- Records
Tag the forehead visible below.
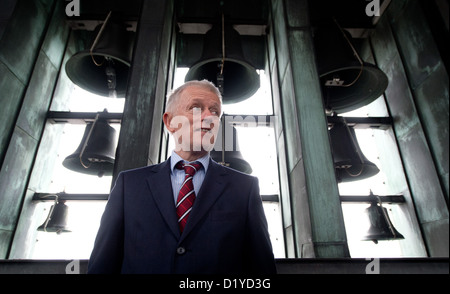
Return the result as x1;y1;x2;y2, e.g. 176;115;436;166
180;86;220;105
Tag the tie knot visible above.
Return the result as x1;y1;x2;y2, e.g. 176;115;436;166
175;161;202;176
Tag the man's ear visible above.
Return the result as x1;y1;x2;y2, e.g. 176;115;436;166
163;112;175;133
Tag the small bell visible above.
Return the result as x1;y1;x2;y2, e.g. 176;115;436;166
362;202;405;244
37;196;71;234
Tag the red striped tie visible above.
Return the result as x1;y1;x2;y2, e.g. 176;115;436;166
175;161;202;232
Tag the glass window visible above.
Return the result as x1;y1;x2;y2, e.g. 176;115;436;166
338;97;424;258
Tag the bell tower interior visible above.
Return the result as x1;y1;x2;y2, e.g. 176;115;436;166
0;0;449;273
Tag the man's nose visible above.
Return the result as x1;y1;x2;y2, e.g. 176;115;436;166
202;109;213;120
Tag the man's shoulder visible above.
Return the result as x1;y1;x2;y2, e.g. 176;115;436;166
210;159;258;181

- Problem requirements
Please copy out everything in the records from the line containing "Tag the man's shoulder visible above." down to the end, with no changes.

- Output of the exercise
Tag the man's shoulder visible above.
Return the result as x1;y1;x2;y2, e.g. 176;115;436;166
210;159;258;181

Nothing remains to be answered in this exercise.